Available records -
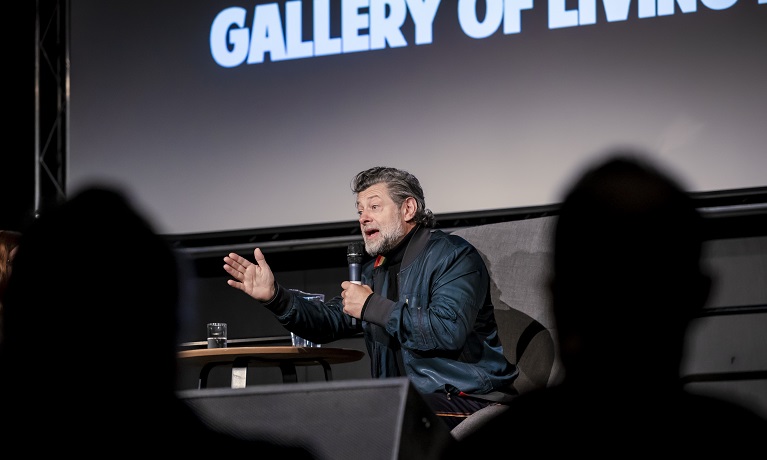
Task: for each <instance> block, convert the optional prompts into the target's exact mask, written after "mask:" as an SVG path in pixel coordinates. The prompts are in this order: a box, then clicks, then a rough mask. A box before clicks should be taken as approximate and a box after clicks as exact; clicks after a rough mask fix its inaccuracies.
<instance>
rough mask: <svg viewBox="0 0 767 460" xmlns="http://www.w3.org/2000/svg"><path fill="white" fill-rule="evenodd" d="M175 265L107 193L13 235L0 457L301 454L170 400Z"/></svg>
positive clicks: (172, 253) (130, 214)
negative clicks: (226, 429) (12, 248)
mask: <svg viewBox="0 0 767 460" xmlns="http://www.w3.org/2000/svg"><path fill="white" fill-rule="evenodd" d="M178 263H179V260H178V259H177V258H176V255H175V253H174V252H173V251H172V250H171V249H170V247H169V246H168V245H166V242H165V240H163V239H162V238H160V237H159V236H158V235H156V234H155V233H154V231H153V229H152V227H151V226H150V224H149V223H148V222H147V221H146V220H145V219H144V218H143V217H142V216H141V214H140V213H138V212H137V211H136V210H135V208H134V207H133V206H132V205H131V203H130V202H129V201H128V200H127V198H126V197H125V196H124V195H123V194H121V193H120V192H119V191H117V190H114V189H110V188H96V187H94V188H90V189H86V190H83V191H82V192H81V193H79V194H77V195H75V196H73V197H72V198H71V199H69V200H68V201H66V202H64V203H62V204H60V205H59V206H58V207H56V208H54V209H51V210H50V211H48V212H47V213H45V214H43V215H42V217H40V218H39V219H38V220H37V221H35V222H33V223H32V224H31V225H30V226H29V228H28V229H25V230H24V235H23V238H22V241H21V244H20V246H19V251H18V255H17V257H16V259H15V264H14V273H13V277H12V279H11V281H10V283H9V285H8V290H7V291H6V299H5V300H6V303H5V313H6V315H5V324H4V326H5V331H4V332H5V347H4V348H3V350H2V356H1V357H0V358H2V366H3V377H2V382H1V383H2V385H3V388H2V392H0V398H3V399H4V404H3V406H2V407H3V416H4V418H5V419H6V420H7V421H8V422H9V423H7V424H6V428H4V431H3V435H4V436H3V438H4V441H3V444H4V447H6V449H7V451H8V452H14V451H15V452H20V451H21V450H13V449H10V448H8V445H9V443H10V444H13V443H14V442H15V443H18V446H16V447H18V448H19V449H23V452H24V456H30V457H38V456H42V457H45V456H52V455H55V456H65V455H66V454H70V455H73V454H74V455H77V456H83V457H92V456H104V455H106V456H111V455H121V456H124V455H128V456H129V457H131V458H133V457H138V456H144V455H147V454H149V453H151V452H152V451H154V450H156V449H160V450H162V451H163V452H171V453H172V454H173V456H178V457H184V456H189V457H190V458H191V456H194V457H202V456H206V457H207V456H211V455H212V454H214V453H215V454H216V455H219V454H220V453H222V452H224V453H226V455H234V456H241V455H248V456H250V455H254V456H256V457H259V458H294V457H296V458H312V456H310V455H309V454H308V451H306V450H304V449H299V448H293V447H283V446H278V445H274V444H272V443H268V442H246V441H240V440H238V439H236V438H234V437H230V436H228V435H223V434H220V433H217V432H214V431H212V430H210V429H208V427H207V426H205V425H204V424H203V423H202V422H201V421H200V420H199V419H198V418H197V416H196V414H195V413H194V412H193V411H192V410H191V409H190V408H189V407H188V406H186V404H185V403H184V402H183V401H181V400H180V399H178V398H177V396H176V393H175V389H176V366H177V361H176V351H177V342H176V334H177V330H178V325H179V320H178V316H177V315H179V312H178V311H177V309H178V301H179V296H180V295H181V292H180V285H181V278H180V275H179V274H180V273H181V271H180V268H181V265H179V264H178ZM254 416H258V414H254ZM29 439H36V440H37V442H31V443H30V442H29Z"/></svg>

Exercise - Please edit the listing above so that every "rough mask" becomes "coarse mask", with everything else unchanged, and give the lines again without the pictures.

Problem solution -
Task: for each <instance> block, convert the optional prompts into the target's exact mask, written after "mask:" as an SVG path in pixel coordinates. The prompts are in this order: a box, then clicks, then a coarse mask. A box before clicks should be taken as approximate and a box after clicks as exact; clicks after a coarse mask fix its inaccuracies.
<instance>
coarse mask: <svg viewBox="0 0 767 460" xmlns="http://www.w3.org/2000/svg"><path fill="white" fill-rule="evenodd" d="M175 265L107 193L13 235L0 457L301 454L170 400Z"/></svg>
positive clicks: (172, 253) (130, 214)
negative clicks: (226, 429) (12, 248)
mask: <svg viewBox="0 0 767 460" xmlns="http://www.w3.org/2000/svg"><path fill="white" fill-rule="evenodd" d="M178 263H179V260H178V259H177V258H176V255H175V253H174V252H173V251H172V250H171V249H170V247H169V246H168V245H166V242H165V240H163V239H162V238H160V237H159V236H158V235H156V234H155V233H154V231H153V229H152V227H151V226H150V224H149V223H148V222H147V221H146V220H145V219H144V218H143V217H142V216H141V214H140V213H138V212H137V211H136V210H135V208H134V207H133V206H132V205H131V203H130V202H129V201H128V200H127V198H126V197H125V196H124V195H123V194H121V193H120V192H119V191H117V190H114V189H110V188H96V187H94V188H90V189H86V190H83V191H82V192H81V193H79V194H77V195H75V196H73V197H72V198H71V199H69V200H68V201H66V202H64V203H62V204H60V205H59V206H58V207H56V208H54V209H51V210H50V211H48V212H47V213H45V214H43V215H42V217H40V218H39V219H38V220H37V221H35V222H33V223H32V224H31V225H30V226H29V228H28V229H25V230H24V235H23V238H22V241H21V244H20V246H19V251H18V255H17V257H16V259H15V264H14V273H13V277H12V279H11V281H10V283H9V285H8V290H7V291H6V299H5V300H6V303H5V313H6V315H5V324H4V326H5V331H4V332H5V347H4V348H3V350H2V356H1V357H0V358H2V366H3V377H2V382H1V383H2V385H3V388H2V392H0V398H3V399H4V404H3V406H2V407H3V416H4V418H5V419H6V420H7V421H8V422H9V423H7V424H6V428H4V431H3V435H4V436H3V438H4V441H3V444H4V447H6V449H7V451H8V452H14V451H15V452H20V451H21V450H13V449H10V448H8V445H9V443H10V444H13V443H14V442H15V443H18V446H16V447H18V448H19V449H23V452H24V456H30V457H38V456H42V457H45V456H52V455H55V456H65V455H66V454H70V455H73V454H74V455H77V456H83V457H92V456H104V455H106V456H111V455H121V456H124V455H128V456H129V457H131V458H133V457H138V456H144V455H147V454H149V453H151V452H152V451H154V450H156V449H160V450H162V451H163V452H171V453H172V454H173V456H178V457H184V456H189V457H190V458H191V456H194V457H202V456H206V457H207V456H211V455H212V454H214V453H215V454H216V455H219V454H220V453H222V452H224V453H226V455H234V456H241V455H248V456H250V455H254V456H256V457H259V458H294V457H296V458H312V456H310V455H309V454H308V451H306V450H304V449H299V448H293V447H283V446H278V445H274V444H272V443H268V442H246V441H240V440H238V439H236V438H234V437H230V436H228V435H223V434H220V433H217V432H214V431H212V430H210V429H208V427H207V426H205V425H204V424H203V423H202V422H201V421H200V420H199V419H198V418H197V416H196V414H195V413H194V412H193V411H192V410H191V409H190V408H189V407H188V406H186V404H185V403H184V402H183V401H181V400H180V399H178V398H177V396H176V393H175V389H176V366H177V361H176V351H177V342H176V334H177V330H178V325H179V320H178V316H177V315H179V312H178V311H177V309H178V301H179V296H180V295H181V292H180V285H181V278H180V275H179V274H180V273H181V271H180V268H181V265H179V264H178ZM254 416H258V414H254ZM29 439H36V440H37V442H31V443H30V442H29Z"/></svg>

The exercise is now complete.